## [WHAT YOU NEED TO DO]
Could you copy out every one of the rows below word for word, leaving the pictures out?
[start MATERIAL]
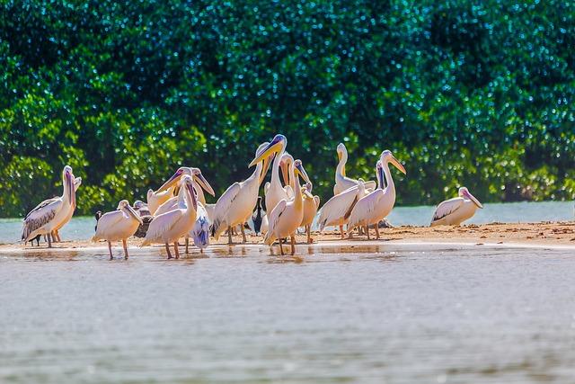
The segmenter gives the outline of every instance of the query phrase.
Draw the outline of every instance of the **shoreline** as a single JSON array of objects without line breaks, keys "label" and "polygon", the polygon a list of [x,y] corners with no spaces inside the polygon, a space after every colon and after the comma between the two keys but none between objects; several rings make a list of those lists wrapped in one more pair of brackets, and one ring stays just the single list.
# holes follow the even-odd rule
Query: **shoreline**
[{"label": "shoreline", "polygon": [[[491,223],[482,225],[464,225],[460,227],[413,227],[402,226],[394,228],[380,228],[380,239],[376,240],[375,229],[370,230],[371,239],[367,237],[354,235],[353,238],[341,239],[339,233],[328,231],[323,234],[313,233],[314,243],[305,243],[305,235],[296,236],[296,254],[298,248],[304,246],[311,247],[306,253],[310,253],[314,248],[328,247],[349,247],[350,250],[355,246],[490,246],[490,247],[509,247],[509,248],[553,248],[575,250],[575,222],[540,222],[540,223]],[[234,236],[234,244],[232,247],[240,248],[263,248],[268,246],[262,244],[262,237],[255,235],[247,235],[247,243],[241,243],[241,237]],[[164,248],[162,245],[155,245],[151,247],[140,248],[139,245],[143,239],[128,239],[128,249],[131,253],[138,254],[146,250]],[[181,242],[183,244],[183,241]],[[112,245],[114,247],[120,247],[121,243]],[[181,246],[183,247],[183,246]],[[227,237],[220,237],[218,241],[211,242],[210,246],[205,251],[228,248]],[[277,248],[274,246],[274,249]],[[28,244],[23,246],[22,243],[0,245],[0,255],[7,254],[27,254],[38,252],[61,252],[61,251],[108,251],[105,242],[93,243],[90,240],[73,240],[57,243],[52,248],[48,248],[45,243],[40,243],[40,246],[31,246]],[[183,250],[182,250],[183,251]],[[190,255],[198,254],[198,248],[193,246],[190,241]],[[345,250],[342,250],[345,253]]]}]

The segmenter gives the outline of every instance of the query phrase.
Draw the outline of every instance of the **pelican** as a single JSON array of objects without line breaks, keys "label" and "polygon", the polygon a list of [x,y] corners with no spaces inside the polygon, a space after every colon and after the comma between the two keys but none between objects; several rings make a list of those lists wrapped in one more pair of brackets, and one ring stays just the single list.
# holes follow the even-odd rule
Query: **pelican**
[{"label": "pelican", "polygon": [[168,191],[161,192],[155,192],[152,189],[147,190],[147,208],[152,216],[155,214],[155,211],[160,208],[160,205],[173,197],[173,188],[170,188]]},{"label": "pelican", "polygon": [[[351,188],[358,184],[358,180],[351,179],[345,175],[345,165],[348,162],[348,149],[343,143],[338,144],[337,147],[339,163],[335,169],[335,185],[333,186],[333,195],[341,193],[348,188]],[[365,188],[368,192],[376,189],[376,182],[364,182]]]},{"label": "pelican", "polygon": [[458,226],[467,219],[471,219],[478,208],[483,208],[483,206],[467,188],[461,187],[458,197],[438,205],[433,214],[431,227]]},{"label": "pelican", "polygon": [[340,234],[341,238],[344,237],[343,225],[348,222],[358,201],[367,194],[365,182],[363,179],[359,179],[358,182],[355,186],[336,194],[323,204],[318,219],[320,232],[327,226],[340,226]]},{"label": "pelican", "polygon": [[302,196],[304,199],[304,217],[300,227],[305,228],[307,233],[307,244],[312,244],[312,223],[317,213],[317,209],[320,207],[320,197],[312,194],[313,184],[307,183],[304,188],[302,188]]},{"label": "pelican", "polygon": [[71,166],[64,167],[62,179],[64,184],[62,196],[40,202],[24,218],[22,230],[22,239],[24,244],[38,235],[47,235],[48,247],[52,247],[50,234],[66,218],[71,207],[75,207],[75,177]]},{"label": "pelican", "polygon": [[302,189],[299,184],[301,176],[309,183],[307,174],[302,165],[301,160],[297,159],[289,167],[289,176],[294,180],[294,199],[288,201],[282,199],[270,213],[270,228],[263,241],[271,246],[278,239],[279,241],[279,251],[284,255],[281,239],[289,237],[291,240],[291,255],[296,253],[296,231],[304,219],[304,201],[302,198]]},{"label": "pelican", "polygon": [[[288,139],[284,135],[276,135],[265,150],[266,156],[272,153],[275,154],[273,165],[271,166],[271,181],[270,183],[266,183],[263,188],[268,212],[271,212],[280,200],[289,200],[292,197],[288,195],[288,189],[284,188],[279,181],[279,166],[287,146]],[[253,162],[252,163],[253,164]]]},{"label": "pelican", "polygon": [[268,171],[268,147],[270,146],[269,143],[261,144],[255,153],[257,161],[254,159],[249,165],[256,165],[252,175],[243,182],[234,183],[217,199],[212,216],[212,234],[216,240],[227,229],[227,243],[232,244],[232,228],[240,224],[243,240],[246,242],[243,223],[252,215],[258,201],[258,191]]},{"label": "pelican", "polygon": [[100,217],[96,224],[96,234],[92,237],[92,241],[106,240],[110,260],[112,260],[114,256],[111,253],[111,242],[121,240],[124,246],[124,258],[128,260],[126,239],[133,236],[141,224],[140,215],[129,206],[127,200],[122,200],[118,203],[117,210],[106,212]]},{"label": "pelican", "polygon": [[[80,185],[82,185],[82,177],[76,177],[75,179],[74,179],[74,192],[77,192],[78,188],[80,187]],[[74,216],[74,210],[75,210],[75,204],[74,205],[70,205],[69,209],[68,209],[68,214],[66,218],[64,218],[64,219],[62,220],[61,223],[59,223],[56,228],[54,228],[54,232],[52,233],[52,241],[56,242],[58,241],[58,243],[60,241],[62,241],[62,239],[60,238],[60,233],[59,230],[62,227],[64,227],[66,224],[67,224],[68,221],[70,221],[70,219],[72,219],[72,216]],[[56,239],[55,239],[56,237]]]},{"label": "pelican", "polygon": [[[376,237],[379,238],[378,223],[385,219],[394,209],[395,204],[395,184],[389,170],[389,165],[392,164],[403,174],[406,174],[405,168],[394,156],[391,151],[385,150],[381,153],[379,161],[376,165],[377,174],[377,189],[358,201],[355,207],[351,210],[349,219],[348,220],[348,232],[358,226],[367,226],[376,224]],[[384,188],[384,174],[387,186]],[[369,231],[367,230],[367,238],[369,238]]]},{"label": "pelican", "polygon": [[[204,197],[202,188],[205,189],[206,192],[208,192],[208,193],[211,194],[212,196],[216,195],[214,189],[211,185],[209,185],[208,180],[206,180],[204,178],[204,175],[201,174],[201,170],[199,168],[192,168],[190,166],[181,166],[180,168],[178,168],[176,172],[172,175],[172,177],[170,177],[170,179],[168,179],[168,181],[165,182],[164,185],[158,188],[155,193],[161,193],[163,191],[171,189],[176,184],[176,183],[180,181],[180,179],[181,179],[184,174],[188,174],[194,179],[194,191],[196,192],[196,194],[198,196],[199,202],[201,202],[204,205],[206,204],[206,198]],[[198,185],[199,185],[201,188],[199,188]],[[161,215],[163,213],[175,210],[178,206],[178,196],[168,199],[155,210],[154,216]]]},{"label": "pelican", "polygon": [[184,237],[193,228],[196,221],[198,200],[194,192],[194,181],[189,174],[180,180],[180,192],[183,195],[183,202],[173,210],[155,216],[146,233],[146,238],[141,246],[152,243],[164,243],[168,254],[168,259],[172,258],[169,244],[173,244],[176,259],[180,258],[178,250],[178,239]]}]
[end MATERIAL]
## [COMPLETE RESPONSE]
The segmenter gives the outline of every instance of the query phrase.
Draw the outline of every instance of the **shoreline** as a single JSON array of objects without line breaks, keys "label" and "polygon", the polygon a list of [x,y] corners with no spaces inside the polygon, a space after every colon and after the comma between the two keys but none between objects; several rings make a list of those lists wrapped in one more pair of brackets, and one ring stays just the single list.
# holes follow the even-odd rule
Query: **shoreline**
[{"label": "shoreline", "polygon": [[[491,223],[482,225],[464,225],[460,227],[413,227],[402,226],[394,228],[380,228],[380,239],[376,240],[375,229],[370,230],[371,239],[367,237],[354,235],[353,238],[341,239],[339,233],[328,231],[323,234],[313,233],[314,243],[305,243],[305,235],[296,236],[296,254],[298,248],[304,246],[311,247],[306,253],[310,253],[314,248],[328,247],[349,247],[350,250],[355,246],[490,246],[490,247],[509,247],[509,248],[553,248],[575,250],[575,222],[540,222],[540,223]],[[234,236],[234,244],[232,247],[240,248],[263,248],[268,246],[262,244],[262,237],[255,235],[247,235],[247,243],[241,243],[241,237]],[[164,248],[162,245],[155,245],[151,247],[140,248],[139,245],[143,239],[128,239],[128,249],[131,253],[138,254],[146,250]],[[181,242],[183,244],[183,241]],[[112,245],[114,247],[120,247],[121,243]],[[181,246],[183,247],[183,246]],[[227,237],[220,237],[218,241],[211,242],[210,246],[205,251],[228,248]],[[277,248],[274,246],[274,249]],[[28,244],[23,246],[22,243],[0,245],[0,255],[7,254],[27,254],[38,252],[61,252],[61,251],[108,251],[105,242],[93,243],[90,240],[73,240],[57,243],[52,248],[48,248],[45,243],[40,243],[40,246],[31,246]],[[183,250],[182,250],[183,251]],[[190,255],[198,254],[198,248],[193,246],[190,241]],[[345,250],[342,250],[345,253]]]}]

The segmenter gives the outline of every instance of the query phrase.
Draw the outline of every instance of the **pelican** as a single JSON array of objects without line breaks, keys "label" and "polygon", the polygon a list of [x,y] corners with no spaces inside the polygon, a space after every colon and after the comma between the two keys but none between objects; several rings make a list of those lists wrapped in one more pair of brackets, and one ring stays just the single list.
# holes follow the even-odd rule
Query: **pelican**
[{"label": "pelican", "polygon": [[168,191],[161,192],[155,192],[152,189],[147,190],[147,208],[152,216],[155,214],[155,211],[160,208],[160,205],[173,197],[173,188],[170,188]]},{"label": "pelican", "polygon": [[[351,188],[358,184],[358,180],[351,179],[345,175],[345,165],[348,162],[348,149],[343,143],[338,144],[337,147],[339,163],[335,169],[335,185],[333,186],[333,195],[341,193],[348,188]],[[365,188],[368,192],[376,189],[376,182],[364,182]]]},{"label": "pelican", "polygon": [[458,226],[467,219],[471,219],[478,208],[483,208],[483,206],[467,188],[461,187],[458,197],[438,205],[433,214],[431,227]]},{"label": "pelican", "polygon": [[340,234],[341,238],[344,237],[343,225],[348,222],[358,201],[367,194],[365,182],[363,179],[359,179],[358,182],[355,186],[336,194],[323,204],[318,219],[320,232],[327,226],[340,226]]},{"label": "pelican", "polygon": [[302,196],[304,199],[304,217],[300,227],[305,228],[307,233],[307,244],[312,244],[312,223],[317,213],[317,209],[320,207],[320,197],[312,194],[313,184],[307,183],[304,188],[302,188]]},{"label": "pelican", "polygon": [[71,166],[64,167],[62,179],[64,184],[62,196],[40,202],[24,218],[22,230],[22,239],[24,244],[38,235],[47,235],[48,247],[52,247],[50,234],[66,218],[71,207],[75,207],[75,177]]},{"label": "pelican", "polygon": [[302,189],[299,184],[301,176],[309,183],[307,174],[302,165],[301,160],[297,159],[289,167],[289,176],[294,180],[294,199],[288,201],[282,199],[270,213],[270,228],[263,241],[271,246],[278,239],[279,241],[279,251],[284,255],[281,239],[289,237],[291,240],[291,255],[296,253],[296,231],[304,219],[304,201],[302,198]]},{"label": "pelican", "polygon": [[[288,139],[284,135],[276,135],[265,150],[266,156],[272,153],[275,154],[273,165],[271,166],[271,181],[270,183],[266,183],[263,188],[268,212],[271,212],[280,200],[289,200],[292,197],[288,195],[288,189],[284,188],[279,181],[279,166],[287,146]],[[253,162],[252,163],[253,164]]]},{"label": "pelican", "polygon": [[268,171],[268,147],[270,146],[269,143],[261,144],[255,153],[257,161],[254,159],[249,165],[256,165],[252,175],[243,182],[234,183],[217,199],[212,216],[212,234],[216,240],[227,229],[227,243],[232,244],[232,228],[240,224],[243,240],[246,242],[243,223],[252,215],[258,201],[258,191]]},{"label": "pelican", "polygon": [[100,217],[96,224],[96,234],[92,237],[92,241],[106,240],[110,260],[112,260],[114,256],[111,253],[111,242],[121,240],[124,246],[124,258],[128,260],[126,239],[133,236],[141,224],[140,215],[129,206],[127,200],[122,200],[118,203],[117,210],[106,212]]},{"label": "pelican", "polygon": [[[80,185],[82,185],[82,177],[76,177],[75,179],[74,179],[74,192],[77,192],[78,188],[80,187]],[[74,216],[74,210],[75,210],[75,204],[74,205],[70,205],[69,209],[68,209],[68,214],[66,218],[64,218],[64,219],[62,220],[61,223],[59,223],[56,228],[54,228],[54,232],[52,233],[52,241],[56,242],[58,241],[58,243],[60,241],[62,241],[62,239],[60,238],[60,233],[59,230],[62,227],[64,227],[66,224],[67,224],[68,221],[70,221],[70,219],[72,219],[72,216]],[[56,239],[55,239],[56,237]]]},{"label": "pelican", "polygon": [[[376,237],[379,238],[378,223],[385,219],[394,209],[395,204],[395,184],[389,170],[389,165],[392,164],[403,174],[406,174],[405,168],[394,156],[391,151],[385,150],[381,153],[379,161],[376,165],[377,174],[377,189],[358,201],[355,207],[351,210],[349,219],[348,220],[348,232],[358,226],[367,226],[376,224]],[[384,188],[384,174],[387,186]],[[369,231],[367,230],[367,238],[369,238]]]},{"label": "pelican", "polygon": [[[204,197],[202,188],[205,189],[206,192],[208,192],[208,193],[211,194],[212,196],[216,195],[214,189],[211,185],[209,185],[208,180],[206,180],[204,178],[204,175],[201,174],[201,170],[199,168],[192,168],[190,166],[181,166],[180,168],[178,168],[176,172],[172,175],[172,177],[170,177],[170,179],[168,179],[168,181],[165,182],[164,185],[158,188],[155,193],[161,193],[163,191],[171,189],[176,184],[176,183],[180,181],[180,179],[181,179],[184,174],[188,174],[194,179],[194,191],[196,192],[196,194],[198,196],[199,202],[201,202],[204,205],[206,204],[206,198]],[[198,185],[199,185],[201,188],[199,188]],[[161,215],[163,213],[175,210],[178,206],[178,196],[168,199],[155,210],[154,216]]]},{"label": "pelican", "polygon": [[184,237],[193,228],[196,221],[198,200],[194,192],[194,181],[189,174],[180,180],[180,192],[183,195],[183,202],[173,210],[155,216],[146,233],[146,238],[141,246],[152,243],[164,243],[168,254],[168,259],[172,258],[169,244],[173,244],[176,259],[180,258],[178,250],[178,239]]}]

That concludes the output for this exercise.